◆ TASK DETAILS
Repeat the lines that follow, leaving nothing out.

◆ INFORMATION GIVEN
-- Start --

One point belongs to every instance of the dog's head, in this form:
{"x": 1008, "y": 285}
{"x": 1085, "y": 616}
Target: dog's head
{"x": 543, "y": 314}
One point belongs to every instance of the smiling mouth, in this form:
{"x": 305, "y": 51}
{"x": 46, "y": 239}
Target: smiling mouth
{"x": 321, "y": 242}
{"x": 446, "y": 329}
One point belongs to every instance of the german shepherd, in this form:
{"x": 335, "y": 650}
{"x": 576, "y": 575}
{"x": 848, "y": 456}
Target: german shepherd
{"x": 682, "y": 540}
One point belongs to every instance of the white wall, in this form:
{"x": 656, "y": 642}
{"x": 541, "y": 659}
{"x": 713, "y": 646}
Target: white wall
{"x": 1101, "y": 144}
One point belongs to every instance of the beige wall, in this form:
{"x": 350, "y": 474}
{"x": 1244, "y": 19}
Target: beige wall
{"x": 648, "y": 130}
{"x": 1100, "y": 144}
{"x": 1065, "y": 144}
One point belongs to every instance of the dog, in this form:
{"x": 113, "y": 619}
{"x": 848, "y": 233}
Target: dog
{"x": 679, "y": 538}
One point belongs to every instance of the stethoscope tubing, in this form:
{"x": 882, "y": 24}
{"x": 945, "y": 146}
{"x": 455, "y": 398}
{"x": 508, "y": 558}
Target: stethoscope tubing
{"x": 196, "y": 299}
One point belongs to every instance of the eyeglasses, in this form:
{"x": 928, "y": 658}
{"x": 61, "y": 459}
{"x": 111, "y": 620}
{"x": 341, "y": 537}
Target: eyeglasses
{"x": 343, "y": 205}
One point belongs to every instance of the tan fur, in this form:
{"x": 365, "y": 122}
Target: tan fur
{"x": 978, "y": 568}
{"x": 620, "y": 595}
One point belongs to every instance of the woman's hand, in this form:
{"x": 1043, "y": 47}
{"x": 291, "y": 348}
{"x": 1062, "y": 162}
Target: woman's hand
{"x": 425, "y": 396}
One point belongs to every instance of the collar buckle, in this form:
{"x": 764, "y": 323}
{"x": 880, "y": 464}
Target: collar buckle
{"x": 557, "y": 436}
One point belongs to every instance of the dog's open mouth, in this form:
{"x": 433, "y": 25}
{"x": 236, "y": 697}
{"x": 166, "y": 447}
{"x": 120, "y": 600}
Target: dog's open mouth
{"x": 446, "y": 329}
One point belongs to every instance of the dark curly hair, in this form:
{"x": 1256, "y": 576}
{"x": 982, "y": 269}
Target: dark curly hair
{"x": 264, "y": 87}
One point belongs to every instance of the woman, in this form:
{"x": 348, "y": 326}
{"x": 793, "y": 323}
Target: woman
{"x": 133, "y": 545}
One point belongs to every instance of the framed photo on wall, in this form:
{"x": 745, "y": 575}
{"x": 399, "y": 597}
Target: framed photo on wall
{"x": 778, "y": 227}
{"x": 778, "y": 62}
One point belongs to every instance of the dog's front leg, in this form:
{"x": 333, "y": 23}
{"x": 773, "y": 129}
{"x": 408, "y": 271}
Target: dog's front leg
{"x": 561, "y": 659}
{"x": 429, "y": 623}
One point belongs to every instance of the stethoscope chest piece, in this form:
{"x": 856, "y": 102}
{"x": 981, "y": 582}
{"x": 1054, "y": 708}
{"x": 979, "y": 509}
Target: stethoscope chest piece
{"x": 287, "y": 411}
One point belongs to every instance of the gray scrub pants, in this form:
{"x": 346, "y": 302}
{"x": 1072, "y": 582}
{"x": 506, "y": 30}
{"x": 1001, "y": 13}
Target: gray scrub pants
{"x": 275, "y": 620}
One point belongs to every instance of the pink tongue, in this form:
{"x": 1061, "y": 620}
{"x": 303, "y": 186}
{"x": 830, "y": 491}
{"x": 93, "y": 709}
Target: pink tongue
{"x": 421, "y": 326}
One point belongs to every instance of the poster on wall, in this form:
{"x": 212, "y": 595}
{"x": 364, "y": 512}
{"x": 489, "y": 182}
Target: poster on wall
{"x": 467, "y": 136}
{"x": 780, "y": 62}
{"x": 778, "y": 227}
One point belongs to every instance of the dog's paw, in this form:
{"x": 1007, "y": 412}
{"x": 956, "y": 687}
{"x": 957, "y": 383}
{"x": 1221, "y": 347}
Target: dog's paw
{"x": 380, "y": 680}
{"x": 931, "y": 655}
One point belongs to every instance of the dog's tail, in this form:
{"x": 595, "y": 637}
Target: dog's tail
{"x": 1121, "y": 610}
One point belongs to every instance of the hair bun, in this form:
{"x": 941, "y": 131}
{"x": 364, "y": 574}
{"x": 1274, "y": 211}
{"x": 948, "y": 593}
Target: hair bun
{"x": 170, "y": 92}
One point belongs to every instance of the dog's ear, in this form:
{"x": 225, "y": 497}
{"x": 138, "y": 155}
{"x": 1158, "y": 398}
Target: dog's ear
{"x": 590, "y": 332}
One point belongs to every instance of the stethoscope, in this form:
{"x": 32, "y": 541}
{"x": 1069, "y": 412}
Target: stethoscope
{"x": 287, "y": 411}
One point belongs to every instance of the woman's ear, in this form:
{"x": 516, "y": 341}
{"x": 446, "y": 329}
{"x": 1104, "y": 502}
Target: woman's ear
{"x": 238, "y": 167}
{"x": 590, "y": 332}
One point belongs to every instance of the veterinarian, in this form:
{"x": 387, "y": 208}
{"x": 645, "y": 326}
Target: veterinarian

-- End --

◆ SOLUTION BELOW
One point belongs to every instance of the dog's head, in this form:
{"x": 1008, "y": 285}
{"x": 1085, "y": 616}
Target: dog's head
{"x": 543, "y": 314}
One point belongs to every instance of the smiling mouth, in this form:
{"x": 305, "y": 51}
{"x": 46, "y": 239}
Target: smiling mouth
{"x": 321, "y": 242}
{"x": 446, "y": 329}
One point belongs to every instance of the german shepherd, in this form:
{"x": 335, "y": 650}
{"x": 576, "y": 575}
{"x": 848, "y": 456}
Target: german shepherd
{"x": 682, "y": 540}
One point belongs to every instance of the white wall, in this form:
{"x": 656, "y": 642}
{"x": 541, "y": 659}
{"x": 713, "y": 646}
Target: white wall
{"x": 1101, "y": 144}
One point belongs to every instance of the beige wall, in this form:
{"x": 350, "y": 474}
{"x": 1244, "y": 19}
Target: beige wall
{"x": 648, "y": 130}
{"x": 1100, "y": 144}
{"x": 1065, "y": 144}
One point belongs to every instance of the dog, in this form:
{"x": 113, "y": 619}
{"x": 848, "y": 233}
Target: dog
{"x": 679, "y": 538}
One point belongs to every instance of the stethoscope tubing, in this form:
{"x": 882, "y": 24}
{"x": 945, "y": 146}
{"x": 455, "y": 398}
{"x": 508, "y": 558}
Target: stethoscope tubing
{"x": 196, "y": 299}
One point belongs to every instance of the eyeglasses, in this form:
{"x": 928, "y": 658}
{"x": 61, "y": 459}
{"x": 111, "y": 620}
{"x": 341, "y": 537}
Target: eyeglasses
{"x": 343, "y": 205}
One point belongs to every instance of the tan fur, in this form:
{"x": 365, "y": 122}
Target: tan fur
{"x": 978, "y": 568}
{"x": 620, "y": 595}
One point belongs to every instance of the woman's hand, in this form:
{"x": 1043, "y": 47}
{"x": 291, "y": 348}
{"x": 1062, "y": 162}
Target: woman's hand
{"x": 425, "y": 396}
One point belongs to every instance of the collar buckle, in this form:
{"x": 764, "y": 323}
{"x": 880, "y": 464}
Target: collar buckle
{"x": 557, "y": 436}
One point belongs to every instance of the dog's open mouth, in this form:
{"x": 433, "y": 25}
{"x": 236, "y": 697}
{"x": 166, "y": 447}
{"x": 120, "y": 600}
Target: dog's open mouth
{"x": 446, "y": 329}
One point belongs to every instance of the dark curly hair, in this form:
{"x": 1256, "y": 576}
{"x": 982, "y": 269}
Target: dark curly hair
{"x": 264, "y": 87}
One point belongs to every instance of the woman, in this form:
{"x": 348, "y": 326}
{"x": 793, "y": 323}
Target: woman
{"x": 133, "y": 545}
One point belongs to every instance of the framed photo on wall, in this form:
{"x": 745, "y": 575}
{"x": 399, "y": 597}
Target: framed photo on wall
{"x": 778, "y": 227}
{"x": 778, "y": 62}
One point belongs to every instance of the dog's front leg, in this form:
{"x": 333, "y": 23}
{"x": 773, "y": 129}
{"x": 408, "y": 271}
Target: dog's front leg
{"x": 561, "y": 659}
{"x": 429, "y": 623}
One point belongs to every instance of the stethoscope chest piece, in this form:
{"x": 856, "y": 102}
{"x": 981, "y": 582}
{"x": 1054, "y": 708}
{"x": 979, "y": 509}
Target: stethoscope chest piece
{"x": 287, "y": 411}
One point belongs to every instance of the gray scrub pants, in this form:
{"x": 346, "y": 302}
{"x": 1072, "y": 582}
{"x": 506, "y": 30}
{"x": 1001, "y": 13}
Target: gray scrub pants
{"x": 275, "y": 620}
One point belongs to every instance of the pink tongue, in this form:
{"x": 1061, "y": 620}
{"x": 303, "y": 186}
{"x": 830, "y": 491}
{"x": 93, "y": 709}
Target: pink tongue
{"x": 421, "y": 326}
One point belongs to every instance of the poster on wall, in this form:
{"x": 212, "y": 595}
{"x": 364, "y": 512}
{"x": 489, "y": 182}
Target: poster on wall
{"x": 467, "y": 136}
{"x": 780, "y": 62}
{"x": 778, "y": 227}
One point belongs to every instance of the dog's paw, in this form:
{"x": 1007, "y": 412}
{"x": 956, "y": 687}
{"x": 957, "y": 383}
{"x": 1221, "y": 347}
Target: dog's paw
{"x": 380, "y": 680}
{"x": 931, "y": 655}
One point belongs to every instance of the dog's tail, in this form:
{"x": 595, "y": 637}
Target: dog's tail
{"x": 1121, "y": 610}
One point belongs to every instance of the hair bun, in this form:
{"x": 941, "y": 131}
{"x": 364, "y": 574}
{"x": 1274, "y": 211}
{"x": 948, "y": 593}
Target: hair bun
{"x": 170, "y": 92}
One point belongs to every instance of the dog's ear, in this form:
{"x": 225, "y": 497}
{"x": 138, "y": 155}
{"x": 1158, "y": 398}
Target: dog's ear
{"x": 590, "y": 332}
One point belongs to every instance of the stethoscope, in this form:
{"x": 32, "y": 541}
{"x": 1069, "y": 412}
Target: stethoscope
{"x": 287, "y": 411}
One point belongs to every instance of the woman's ear, in this form:
{"x": 516, "y": 341}
{"x": 446, "y": 329}
{"x": 1104, "y": 502}
Target: woman's ear
{"x": 238, "y": 167}
{"x": 590, "y": 332}
One point belongs to every instance of the veterinarian, in this form:
{"x": 387, "y": 208}
{"x": 645, "y": 326}
Target: veterinarian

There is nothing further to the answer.